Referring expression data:

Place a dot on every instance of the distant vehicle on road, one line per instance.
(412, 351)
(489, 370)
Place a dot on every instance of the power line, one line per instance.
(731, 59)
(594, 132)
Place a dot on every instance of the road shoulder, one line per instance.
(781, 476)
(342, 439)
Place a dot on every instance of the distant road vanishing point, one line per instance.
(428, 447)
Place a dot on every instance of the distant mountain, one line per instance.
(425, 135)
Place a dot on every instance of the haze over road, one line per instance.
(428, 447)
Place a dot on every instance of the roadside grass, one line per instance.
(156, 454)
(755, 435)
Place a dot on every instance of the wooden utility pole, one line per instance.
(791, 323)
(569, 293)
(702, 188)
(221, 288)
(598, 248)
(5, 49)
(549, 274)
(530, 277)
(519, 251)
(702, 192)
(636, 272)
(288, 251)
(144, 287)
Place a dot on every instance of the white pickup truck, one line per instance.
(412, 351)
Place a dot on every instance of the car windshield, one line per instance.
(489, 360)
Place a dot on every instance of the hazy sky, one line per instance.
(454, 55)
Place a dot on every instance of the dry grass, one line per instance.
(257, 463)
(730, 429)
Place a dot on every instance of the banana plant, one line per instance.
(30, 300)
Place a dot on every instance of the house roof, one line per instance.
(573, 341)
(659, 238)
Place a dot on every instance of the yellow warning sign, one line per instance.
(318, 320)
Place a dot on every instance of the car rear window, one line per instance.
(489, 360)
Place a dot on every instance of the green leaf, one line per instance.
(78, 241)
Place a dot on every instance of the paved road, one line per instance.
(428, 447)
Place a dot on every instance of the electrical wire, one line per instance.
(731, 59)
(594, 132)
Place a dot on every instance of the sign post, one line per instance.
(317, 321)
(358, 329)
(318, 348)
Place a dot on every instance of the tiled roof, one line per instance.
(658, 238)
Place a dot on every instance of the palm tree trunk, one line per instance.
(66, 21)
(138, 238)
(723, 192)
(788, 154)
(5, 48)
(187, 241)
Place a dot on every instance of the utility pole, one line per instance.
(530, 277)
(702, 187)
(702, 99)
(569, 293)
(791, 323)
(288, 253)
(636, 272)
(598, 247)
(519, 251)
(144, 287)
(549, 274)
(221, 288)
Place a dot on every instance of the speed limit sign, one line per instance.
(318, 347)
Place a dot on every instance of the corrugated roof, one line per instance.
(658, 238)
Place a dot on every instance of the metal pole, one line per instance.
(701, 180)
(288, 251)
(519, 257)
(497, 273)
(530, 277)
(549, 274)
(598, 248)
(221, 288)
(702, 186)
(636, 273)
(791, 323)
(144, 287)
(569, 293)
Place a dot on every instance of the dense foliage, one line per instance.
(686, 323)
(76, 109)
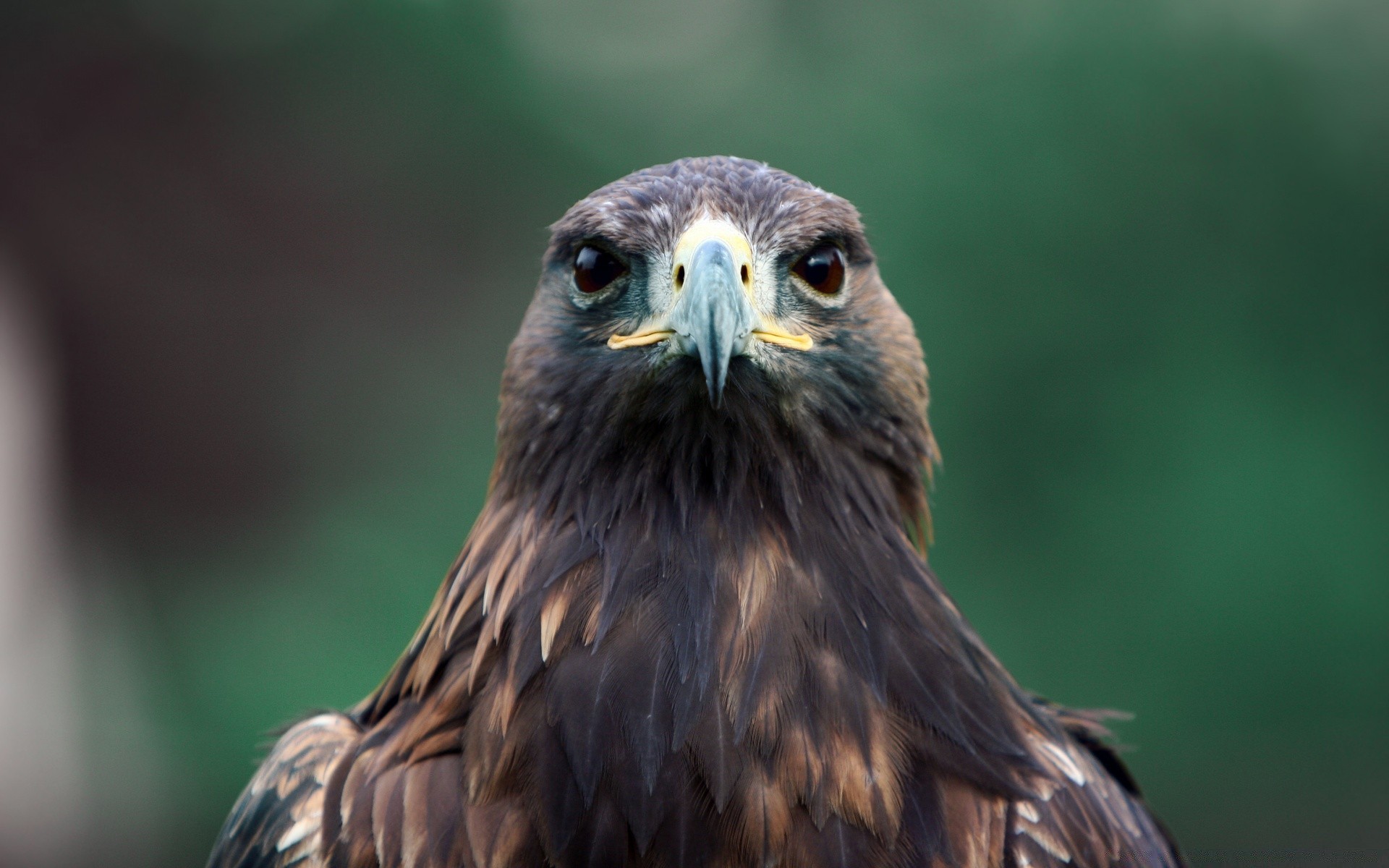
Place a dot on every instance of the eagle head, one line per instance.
(721, 315)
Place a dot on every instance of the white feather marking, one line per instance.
(299, 831)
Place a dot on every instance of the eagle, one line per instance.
(694, 623)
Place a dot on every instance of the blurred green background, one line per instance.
(273, 253)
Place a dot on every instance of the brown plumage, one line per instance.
(692, 624)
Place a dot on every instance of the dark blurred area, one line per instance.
(260, 261)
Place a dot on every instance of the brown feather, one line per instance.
(682, 635)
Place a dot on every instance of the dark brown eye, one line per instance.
(595, 268)
(823, 268)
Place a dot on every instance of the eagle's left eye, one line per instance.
(595, 268)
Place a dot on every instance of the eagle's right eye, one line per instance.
(595, 268)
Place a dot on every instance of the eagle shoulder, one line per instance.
(277, 818)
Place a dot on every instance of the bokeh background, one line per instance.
(260, 261)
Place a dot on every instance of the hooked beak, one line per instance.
(713, 315)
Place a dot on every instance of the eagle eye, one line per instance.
(823, 268)
(595, 268)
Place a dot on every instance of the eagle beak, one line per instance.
(713, 315)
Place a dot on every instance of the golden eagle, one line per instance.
(694, 624)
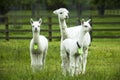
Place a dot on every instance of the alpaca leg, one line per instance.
(33, 61)
(85, 60)
(40, 61)
(80, 64)
(72, 65)
(44, 58)
(77, 65)
(65, 63)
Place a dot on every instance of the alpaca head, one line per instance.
(36, 25)
(86, 25)
(62, 13)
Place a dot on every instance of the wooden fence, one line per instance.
(50, 30)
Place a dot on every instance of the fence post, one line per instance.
(6, 29)
(91, 30)
(50, 28)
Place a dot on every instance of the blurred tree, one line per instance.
(6, 4)
(104, 4)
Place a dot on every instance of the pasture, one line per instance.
(103, 61)
(103, 58)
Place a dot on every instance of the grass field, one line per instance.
(103, 61)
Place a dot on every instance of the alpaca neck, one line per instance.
(63, 28)
(36, 37)
(81, 36)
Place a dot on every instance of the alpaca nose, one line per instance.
(66, 17)
(35, 29)
(90, 29)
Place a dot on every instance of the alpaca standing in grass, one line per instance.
(38, 46)
(74, 52)
(71, 33)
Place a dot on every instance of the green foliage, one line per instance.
(103, 61)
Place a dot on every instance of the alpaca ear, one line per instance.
(89, 20)
(55, 11)
(31, 21)
(40, 20)
(82, 21)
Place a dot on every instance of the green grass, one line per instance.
(103, 61)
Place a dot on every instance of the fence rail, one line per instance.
(49, 22)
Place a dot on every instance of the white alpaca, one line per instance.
(74, 52)
(71, 32)
(38, 46)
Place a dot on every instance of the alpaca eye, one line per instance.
(60, 12)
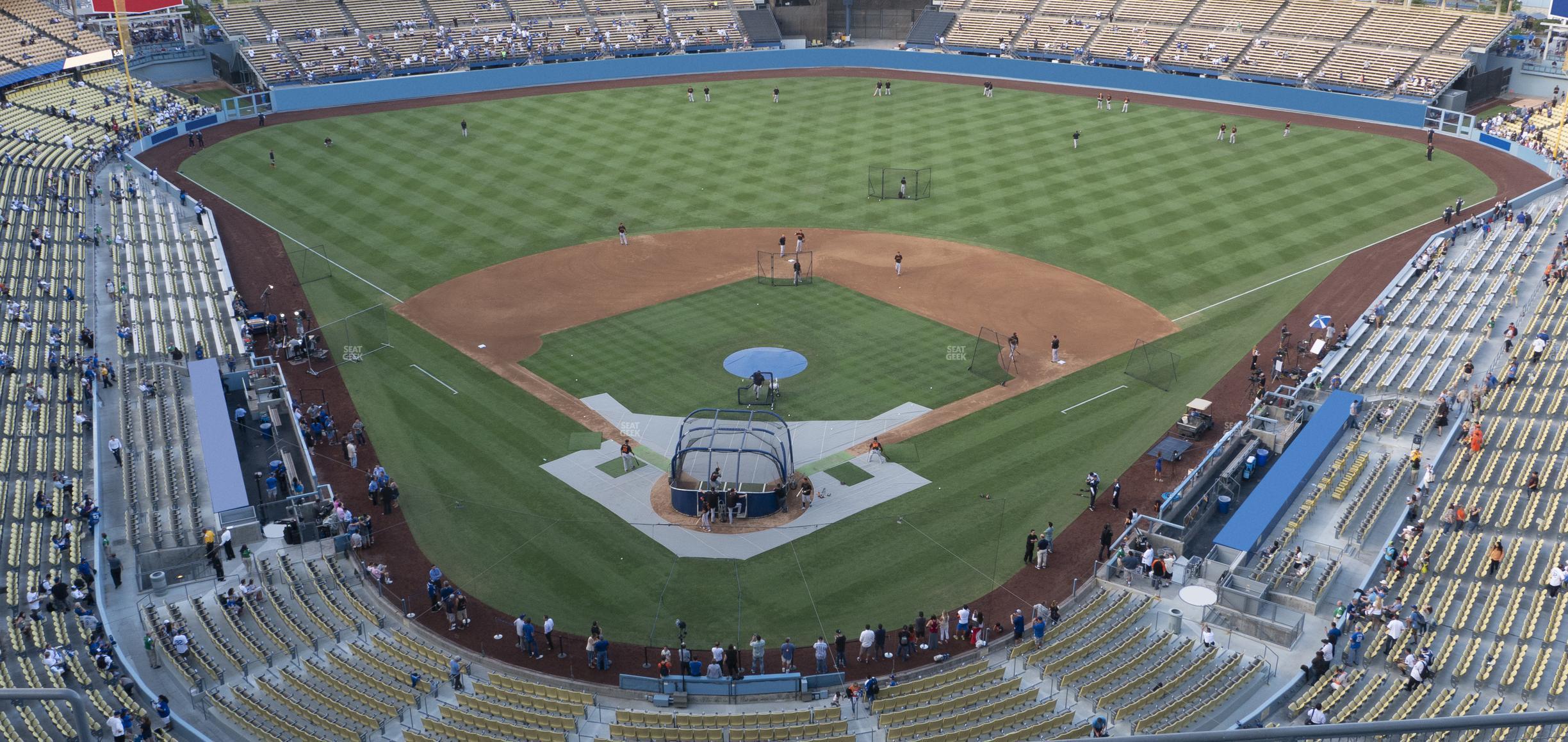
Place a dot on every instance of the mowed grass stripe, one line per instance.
(1150, 204)
(669, 358)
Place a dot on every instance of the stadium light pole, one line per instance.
(123, 24)
(1558, 140)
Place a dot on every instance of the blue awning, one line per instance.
(32, 72)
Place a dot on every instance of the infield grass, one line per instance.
(1150, 204)
(669, 358)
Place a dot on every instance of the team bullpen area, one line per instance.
(1148, 203)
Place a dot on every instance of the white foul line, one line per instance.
(1303, 270)
(432, 375)
(297, 242)
(1092, 399)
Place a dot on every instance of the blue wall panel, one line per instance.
(1262, 509)
(1123, 81)
(1503, 145)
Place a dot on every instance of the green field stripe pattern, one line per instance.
(1150, 204)
(669, 358)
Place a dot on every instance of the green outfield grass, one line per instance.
(669, 358)
(1150, 204)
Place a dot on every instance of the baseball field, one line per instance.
(505, 239)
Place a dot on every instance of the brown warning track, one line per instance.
(256, 256)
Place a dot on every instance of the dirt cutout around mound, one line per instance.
(257, 258)
(499, 314)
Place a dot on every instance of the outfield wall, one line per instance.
(1120, 81)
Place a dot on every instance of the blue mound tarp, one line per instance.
(1271, 499)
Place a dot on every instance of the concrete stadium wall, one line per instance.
(1206, 88)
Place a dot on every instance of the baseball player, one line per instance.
(628, 460)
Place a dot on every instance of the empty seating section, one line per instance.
(1433, 74)
(1332, 21)
(1157, 12)
(298, 16)
(698, 27)
(379, 16)
(1366, 68)
(35, 33)
(1432, 327)
(984, 30)
(1120, 41)
(1018, 7)
(325, 40)
(1056, 37)
(41, 447)
(1078, 8)
(1474, 30)
(1202, 47)
(1399, 27)
(470, 13)
(1245, 15)
(1493, 632)
(1283, 58)
(292, 656)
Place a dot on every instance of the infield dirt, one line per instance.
(257, 258)
(499, 314)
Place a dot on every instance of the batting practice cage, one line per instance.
(1153, 365)
(990, 358)
(897, 183)
(733, 449)
(780, 270)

What is being asked
Starting from the line that contains "Place a dot on every instance of the batting", give again every line to the last line of the data, exactly. Include nothing else.

Response to the task
Place a dot on every instance of the batting practice cage, one line per instance.
(1153, 365)
(990, 358)
(897, 183)
(733, 449)
(780, 270)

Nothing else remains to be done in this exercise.